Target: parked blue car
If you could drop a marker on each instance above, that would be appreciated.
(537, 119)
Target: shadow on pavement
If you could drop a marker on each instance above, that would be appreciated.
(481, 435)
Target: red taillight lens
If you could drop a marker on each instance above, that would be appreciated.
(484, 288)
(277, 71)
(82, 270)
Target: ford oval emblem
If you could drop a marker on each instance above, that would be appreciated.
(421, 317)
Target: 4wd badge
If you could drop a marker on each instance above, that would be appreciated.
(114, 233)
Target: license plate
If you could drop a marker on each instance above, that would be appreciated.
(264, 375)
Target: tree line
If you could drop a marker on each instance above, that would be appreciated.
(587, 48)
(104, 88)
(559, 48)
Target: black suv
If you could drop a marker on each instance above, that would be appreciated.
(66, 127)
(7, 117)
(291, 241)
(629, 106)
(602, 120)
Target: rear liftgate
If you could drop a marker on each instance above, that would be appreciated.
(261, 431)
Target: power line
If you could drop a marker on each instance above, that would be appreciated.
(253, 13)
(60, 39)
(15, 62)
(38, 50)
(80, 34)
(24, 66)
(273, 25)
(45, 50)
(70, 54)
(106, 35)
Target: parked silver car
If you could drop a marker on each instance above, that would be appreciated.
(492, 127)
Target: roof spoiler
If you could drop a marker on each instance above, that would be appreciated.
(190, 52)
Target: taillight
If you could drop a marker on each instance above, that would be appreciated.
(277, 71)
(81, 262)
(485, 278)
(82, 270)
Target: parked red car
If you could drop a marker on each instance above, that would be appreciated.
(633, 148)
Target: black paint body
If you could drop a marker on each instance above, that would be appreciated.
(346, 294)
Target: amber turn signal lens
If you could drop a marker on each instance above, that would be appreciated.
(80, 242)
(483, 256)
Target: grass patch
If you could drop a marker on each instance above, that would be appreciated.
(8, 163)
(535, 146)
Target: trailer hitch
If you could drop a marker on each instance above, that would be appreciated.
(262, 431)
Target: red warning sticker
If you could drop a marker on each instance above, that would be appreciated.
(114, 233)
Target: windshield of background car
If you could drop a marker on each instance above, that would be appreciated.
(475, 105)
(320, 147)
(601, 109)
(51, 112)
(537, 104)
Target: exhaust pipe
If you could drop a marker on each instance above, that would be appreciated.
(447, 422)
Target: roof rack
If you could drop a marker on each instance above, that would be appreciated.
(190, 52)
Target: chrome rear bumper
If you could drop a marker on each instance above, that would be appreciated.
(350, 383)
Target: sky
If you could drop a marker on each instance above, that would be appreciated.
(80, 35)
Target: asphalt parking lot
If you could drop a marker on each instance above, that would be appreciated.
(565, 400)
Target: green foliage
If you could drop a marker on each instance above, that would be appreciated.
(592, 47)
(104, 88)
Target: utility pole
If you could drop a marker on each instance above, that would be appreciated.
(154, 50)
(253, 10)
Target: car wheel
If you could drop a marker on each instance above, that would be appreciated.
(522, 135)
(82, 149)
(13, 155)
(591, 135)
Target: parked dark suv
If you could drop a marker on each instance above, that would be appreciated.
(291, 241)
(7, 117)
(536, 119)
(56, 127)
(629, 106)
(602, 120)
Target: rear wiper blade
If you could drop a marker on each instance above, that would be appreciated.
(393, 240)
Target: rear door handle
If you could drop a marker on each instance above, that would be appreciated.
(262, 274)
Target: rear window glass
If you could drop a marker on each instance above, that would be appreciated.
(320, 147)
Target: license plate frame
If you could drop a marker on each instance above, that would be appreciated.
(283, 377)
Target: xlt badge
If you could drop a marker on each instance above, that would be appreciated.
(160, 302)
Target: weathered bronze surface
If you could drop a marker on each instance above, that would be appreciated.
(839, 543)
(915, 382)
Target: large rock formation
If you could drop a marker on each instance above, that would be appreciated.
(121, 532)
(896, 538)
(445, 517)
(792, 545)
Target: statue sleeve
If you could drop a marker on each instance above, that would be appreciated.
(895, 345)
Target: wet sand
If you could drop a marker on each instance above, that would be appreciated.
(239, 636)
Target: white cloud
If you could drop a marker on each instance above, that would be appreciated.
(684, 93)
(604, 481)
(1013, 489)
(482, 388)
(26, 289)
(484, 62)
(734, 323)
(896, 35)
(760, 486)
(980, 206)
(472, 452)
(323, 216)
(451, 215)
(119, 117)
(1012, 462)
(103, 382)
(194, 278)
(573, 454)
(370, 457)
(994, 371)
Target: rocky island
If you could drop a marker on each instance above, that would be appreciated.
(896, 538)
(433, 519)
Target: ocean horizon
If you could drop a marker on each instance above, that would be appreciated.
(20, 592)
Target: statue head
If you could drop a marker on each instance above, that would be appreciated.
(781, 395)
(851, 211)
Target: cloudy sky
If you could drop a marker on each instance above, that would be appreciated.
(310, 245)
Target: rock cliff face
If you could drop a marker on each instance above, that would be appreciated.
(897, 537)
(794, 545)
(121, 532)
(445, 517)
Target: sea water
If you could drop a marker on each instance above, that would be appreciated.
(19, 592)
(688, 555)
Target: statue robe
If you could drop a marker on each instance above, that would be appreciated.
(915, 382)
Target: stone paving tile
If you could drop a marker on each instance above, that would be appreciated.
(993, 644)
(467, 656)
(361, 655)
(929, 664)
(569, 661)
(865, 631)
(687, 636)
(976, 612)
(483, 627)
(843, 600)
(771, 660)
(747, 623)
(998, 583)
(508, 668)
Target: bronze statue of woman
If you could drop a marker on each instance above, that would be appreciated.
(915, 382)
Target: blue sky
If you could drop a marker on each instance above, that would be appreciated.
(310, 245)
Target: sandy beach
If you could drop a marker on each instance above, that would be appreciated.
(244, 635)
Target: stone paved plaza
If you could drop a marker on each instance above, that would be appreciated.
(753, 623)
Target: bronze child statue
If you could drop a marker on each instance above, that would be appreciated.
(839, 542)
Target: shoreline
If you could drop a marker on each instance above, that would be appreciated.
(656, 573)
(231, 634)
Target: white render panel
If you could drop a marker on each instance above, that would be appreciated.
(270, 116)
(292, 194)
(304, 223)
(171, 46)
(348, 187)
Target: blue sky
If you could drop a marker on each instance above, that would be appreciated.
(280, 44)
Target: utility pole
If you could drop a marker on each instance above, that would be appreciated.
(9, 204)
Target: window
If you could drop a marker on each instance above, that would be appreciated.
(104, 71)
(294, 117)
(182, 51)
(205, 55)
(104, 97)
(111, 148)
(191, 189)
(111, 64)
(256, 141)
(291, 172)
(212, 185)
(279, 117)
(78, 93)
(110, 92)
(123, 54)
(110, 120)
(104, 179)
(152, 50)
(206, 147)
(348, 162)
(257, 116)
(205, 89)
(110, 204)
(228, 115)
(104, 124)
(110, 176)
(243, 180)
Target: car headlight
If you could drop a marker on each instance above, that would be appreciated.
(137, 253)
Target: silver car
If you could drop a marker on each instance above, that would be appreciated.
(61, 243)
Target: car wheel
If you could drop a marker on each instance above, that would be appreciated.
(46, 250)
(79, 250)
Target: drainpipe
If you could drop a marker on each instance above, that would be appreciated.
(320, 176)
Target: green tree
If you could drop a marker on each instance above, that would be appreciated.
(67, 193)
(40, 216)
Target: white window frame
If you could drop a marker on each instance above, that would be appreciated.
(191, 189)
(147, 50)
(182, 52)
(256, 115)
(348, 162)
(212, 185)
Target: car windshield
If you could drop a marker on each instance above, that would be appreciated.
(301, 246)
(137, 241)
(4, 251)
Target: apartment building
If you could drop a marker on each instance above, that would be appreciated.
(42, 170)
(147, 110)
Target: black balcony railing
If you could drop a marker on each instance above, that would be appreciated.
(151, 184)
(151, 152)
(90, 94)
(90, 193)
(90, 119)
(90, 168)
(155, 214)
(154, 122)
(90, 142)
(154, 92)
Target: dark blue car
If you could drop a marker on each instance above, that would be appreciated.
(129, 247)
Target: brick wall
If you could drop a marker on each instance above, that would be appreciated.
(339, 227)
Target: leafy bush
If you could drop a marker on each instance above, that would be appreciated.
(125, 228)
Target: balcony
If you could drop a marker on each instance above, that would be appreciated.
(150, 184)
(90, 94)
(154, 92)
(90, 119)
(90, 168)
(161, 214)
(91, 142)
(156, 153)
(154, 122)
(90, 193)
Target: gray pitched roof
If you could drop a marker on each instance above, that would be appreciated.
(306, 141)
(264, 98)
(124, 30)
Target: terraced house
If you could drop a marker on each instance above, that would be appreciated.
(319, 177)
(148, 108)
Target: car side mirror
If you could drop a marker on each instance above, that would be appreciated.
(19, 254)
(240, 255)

------------------------

◆ What the task requires
Return the entries above unchanged, starting at the first line and stopping after the line with "Target: tree line".

◆ Exercise output
Target: parked blue car
If you could drop a marker on each instance above, that would be appreciated.
(537, 119)
Target: shadow on pavement
If you could drop a marker on each instance above, that would be appreciated.
(481, 435)
Target: red taillight lens
If you could drop a marker on each instance above, that would be appreciated.
(484, 288)
(277, 71)
(82, 270)
Target: ford oval emblem
If you could drop a marker on each instance above, that would be appreciated.
(421, 317)
Target: 4wd badge
If you could drop a marker on each instance above, that would be appreciated.
(114, 233)
Target: license plate
If you could drop a marker on each instance above, that would be appreciated.
(264, 375)
Target: tree line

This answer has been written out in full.